Text provided =
···
Jerry Crimmins on mon 13 sep 99

Hi everybody!

My Name is Jerry and I am a Potter. . .

I've been a member on this excellent list for about three weeks. I have been
potting since 1987. I learned from a man named Allen Miller. My pottery still
bears a strong resemblance to his excellent work but I am gradually moving in
different directions from him.

I think slip casting is fine, I think jiggering, hump molding, slab building
coiling pinching draping or any method of manufacturing process (in any
endeavor) has its own penalties and rewards.

I've made a few molds and they worked out fine until (Mel mentioned this
possibility) I dropped a large, full, slip casting mold on my right foot and
crushed my "Great Right Toe" to smithereens. This is true, I'm not making
this up.

My "Great Right Toe." That is how the doctor referred to my pulverized big
toe on the right foot. As you will see this was a fitting punishment for my
efforts at slip casting but not because slip casting is a fraudulent process,
it is not. The fraud is in the human heart not in the clay. Read on...
···
Given instruction = Name every method of forming or manufacturing pottery that the post above lists.

Named-object pointing records =
···
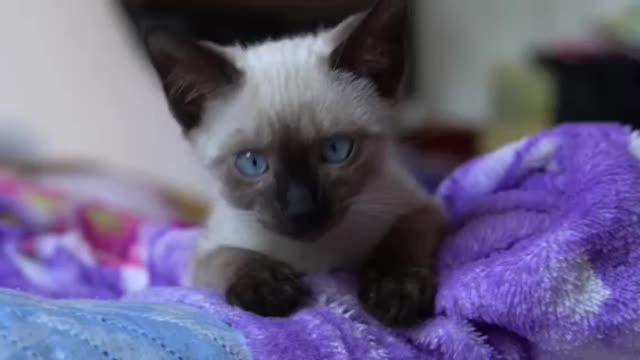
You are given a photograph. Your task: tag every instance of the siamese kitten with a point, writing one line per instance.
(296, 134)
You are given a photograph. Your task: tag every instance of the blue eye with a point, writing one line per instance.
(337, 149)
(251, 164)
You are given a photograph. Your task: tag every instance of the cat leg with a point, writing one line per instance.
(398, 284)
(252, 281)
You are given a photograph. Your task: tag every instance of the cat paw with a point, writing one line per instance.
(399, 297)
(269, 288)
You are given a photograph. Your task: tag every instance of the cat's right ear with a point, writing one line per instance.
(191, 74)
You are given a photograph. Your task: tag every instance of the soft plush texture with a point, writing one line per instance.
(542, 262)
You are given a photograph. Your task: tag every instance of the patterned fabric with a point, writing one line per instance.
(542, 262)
···
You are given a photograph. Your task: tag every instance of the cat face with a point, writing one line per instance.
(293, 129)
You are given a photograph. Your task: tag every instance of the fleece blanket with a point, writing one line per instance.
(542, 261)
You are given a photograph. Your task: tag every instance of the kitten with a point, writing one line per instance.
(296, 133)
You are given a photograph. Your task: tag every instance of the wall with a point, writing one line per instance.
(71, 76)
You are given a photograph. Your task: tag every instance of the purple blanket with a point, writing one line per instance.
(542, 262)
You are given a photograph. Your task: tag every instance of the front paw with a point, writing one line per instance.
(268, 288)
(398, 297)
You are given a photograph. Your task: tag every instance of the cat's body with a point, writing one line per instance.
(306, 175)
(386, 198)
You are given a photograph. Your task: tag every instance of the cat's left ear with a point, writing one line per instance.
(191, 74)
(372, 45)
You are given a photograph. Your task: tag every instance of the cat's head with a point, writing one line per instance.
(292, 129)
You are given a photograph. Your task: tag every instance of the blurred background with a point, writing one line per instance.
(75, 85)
···
Result of this task = slip casting, jiggering, hump molding, slab building, coiling, pinching, draping